Post by dv8 » Mon Feb 18, 2019 11:43 am

jregel wrote:
Sun Feb 17, 2019 10:34 pm
My experimental code does a bunch of ASL and ROL instructions to get the multiplier, so I was thrown a bit by you going the other way.
If your code is a bunch of 6 ASL:ROL instruction pairs then that is a good first attempt. The main concept to grasp is that multiplying and dividing by powers of two translates directly into bit shifting. There's no need to use a general purpose multiply routine.
jregel wrote:
Sun Feb 17, 2019 10:34 pm
Re: the absence of a CLC before the ADC, which ADC were you referring to? (or was it both?)
Like tricky says, it was referring to the first one. The carry needs to be clear before starting the addition.
jregel wrote:
Sun Feb 17, 2019 10:34 pm
My follow on question though is that while your approach is more efficient than mine, it isn't intuitive to me (vs the ASL/ROL instructions). Would you say that your method is common and straightforward, intermediate level, or deliberately very clever? I'm just trying to get a sense of just how much of my brain will need rewiring!

ENTRIES SHOWN:

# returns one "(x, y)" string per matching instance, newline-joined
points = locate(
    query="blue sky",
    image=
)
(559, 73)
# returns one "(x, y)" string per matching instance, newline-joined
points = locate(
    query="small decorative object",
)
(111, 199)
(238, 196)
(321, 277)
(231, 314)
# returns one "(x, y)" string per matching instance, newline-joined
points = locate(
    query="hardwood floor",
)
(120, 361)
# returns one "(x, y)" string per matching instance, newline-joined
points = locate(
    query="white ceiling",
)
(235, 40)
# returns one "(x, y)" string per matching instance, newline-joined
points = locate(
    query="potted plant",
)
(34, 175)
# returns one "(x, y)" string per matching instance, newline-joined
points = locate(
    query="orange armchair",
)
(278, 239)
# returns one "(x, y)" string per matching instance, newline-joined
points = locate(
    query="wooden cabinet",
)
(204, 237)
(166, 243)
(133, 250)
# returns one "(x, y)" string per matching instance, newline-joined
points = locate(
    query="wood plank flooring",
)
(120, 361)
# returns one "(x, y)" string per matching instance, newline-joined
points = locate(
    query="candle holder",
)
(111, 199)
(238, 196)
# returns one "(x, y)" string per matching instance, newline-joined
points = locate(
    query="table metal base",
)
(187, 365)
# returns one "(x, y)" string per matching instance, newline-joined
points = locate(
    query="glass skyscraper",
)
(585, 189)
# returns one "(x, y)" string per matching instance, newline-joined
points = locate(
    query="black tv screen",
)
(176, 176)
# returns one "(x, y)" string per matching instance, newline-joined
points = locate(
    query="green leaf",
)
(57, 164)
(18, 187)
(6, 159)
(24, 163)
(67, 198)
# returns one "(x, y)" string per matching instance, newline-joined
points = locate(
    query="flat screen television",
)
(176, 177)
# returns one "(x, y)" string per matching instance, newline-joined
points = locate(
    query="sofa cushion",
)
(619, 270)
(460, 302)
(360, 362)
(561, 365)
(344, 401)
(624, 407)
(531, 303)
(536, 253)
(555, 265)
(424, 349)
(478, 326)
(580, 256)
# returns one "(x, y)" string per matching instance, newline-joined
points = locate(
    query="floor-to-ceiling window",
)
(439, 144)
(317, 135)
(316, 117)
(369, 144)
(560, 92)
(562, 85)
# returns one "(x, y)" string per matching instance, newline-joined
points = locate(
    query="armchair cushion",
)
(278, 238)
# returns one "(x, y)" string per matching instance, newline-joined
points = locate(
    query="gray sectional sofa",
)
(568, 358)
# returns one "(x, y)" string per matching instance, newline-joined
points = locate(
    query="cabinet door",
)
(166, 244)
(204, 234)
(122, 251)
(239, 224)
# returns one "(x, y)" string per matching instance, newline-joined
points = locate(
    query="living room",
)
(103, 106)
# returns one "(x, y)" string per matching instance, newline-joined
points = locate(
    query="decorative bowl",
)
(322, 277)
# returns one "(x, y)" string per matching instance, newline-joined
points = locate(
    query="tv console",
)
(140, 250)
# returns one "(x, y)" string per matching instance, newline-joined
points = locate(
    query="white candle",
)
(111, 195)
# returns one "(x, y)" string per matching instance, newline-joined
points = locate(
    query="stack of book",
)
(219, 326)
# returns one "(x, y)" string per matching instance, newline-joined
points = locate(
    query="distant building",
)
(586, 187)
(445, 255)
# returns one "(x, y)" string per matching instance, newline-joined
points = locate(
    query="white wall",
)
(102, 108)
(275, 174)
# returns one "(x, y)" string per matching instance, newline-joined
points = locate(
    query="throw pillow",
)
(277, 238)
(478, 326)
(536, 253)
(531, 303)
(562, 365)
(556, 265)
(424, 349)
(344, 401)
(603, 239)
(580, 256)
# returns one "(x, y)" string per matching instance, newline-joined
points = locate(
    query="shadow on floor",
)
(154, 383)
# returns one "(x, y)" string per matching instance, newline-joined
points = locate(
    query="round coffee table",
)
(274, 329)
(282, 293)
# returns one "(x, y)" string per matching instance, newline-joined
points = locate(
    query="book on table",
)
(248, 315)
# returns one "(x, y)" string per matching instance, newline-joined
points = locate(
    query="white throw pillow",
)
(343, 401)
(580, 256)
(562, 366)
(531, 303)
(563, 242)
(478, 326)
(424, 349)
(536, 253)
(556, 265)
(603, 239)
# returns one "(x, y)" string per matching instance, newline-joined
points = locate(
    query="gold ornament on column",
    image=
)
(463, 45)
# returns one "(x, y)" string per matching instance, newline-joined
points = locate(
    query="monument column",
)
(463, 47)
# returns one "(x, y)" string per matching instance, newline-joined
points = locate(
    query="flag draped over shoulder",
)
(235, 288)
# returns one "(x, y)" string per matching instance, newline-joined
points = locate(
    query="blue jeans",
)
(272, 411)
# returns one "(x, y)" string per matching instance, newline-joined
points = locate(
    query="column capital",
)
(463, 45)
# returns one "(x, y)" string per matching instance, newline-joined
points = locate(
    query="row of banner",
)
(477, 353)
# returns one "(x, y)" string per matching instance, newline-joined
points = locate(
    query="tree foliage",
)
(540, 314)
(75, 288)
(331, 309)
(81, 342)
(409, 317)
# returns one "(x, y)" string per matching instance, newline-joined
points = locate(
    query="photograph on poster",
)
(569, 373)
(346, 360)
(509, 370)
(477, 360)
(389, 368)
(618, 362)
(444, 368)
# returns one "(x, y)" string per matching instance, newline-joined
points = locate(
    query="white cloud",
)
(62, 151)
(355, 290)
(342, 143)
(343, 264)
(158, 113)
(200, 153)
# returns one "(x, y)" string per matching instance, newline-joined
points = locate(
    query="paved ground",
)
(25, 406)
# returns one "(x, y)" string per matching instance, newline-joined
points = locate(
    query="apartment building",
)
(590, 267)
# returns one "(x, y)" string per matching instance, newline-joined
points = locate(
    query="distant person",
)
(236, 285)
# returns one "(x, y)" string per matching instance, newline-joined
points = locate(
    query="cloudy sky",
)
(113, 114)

PROBLEM 1:
In the forum post about 6502 shift instructions, which ADC did the comment about the missing CLC refer to?
PROBLEM 2:
Continue the forum post about 6502 shift instructions from the point where it stops.
The rows have no role here.

WRITTEN ANSWER 1:
It referred to the first ADC.

WRITTEN ANSWER 2:
It isn't a particularly clever optimisation but, like many things in programming, it can be confusing at first until you 'get it'. I would say it's a typical approach taken by anyone familiar enough with 6502, so probably intermediate level.

Think of it like multiplying a number by 5 in decimal. You could do it the long way, like we're taught in school, but at some point you realise that it's quicker and easier to first multiply by 10 (just add a 0 at the end of the number) and then divide by 2.

As an experiment, try multiplying a number by 256 (8 shifts left). Put any number in the low byte and zero in the high byte. Perform the shifts and see what numbers you end up with in the high and low bytes. Now think of a quicker way to achieve the same result. Finally, think of a way of getting from x256 to x64.

Tricky's point about optimisations is well taken and, ultimately, you should go with the approach that you're most comfortable with. Getting it to work is the most important first step. The other stuff can come later.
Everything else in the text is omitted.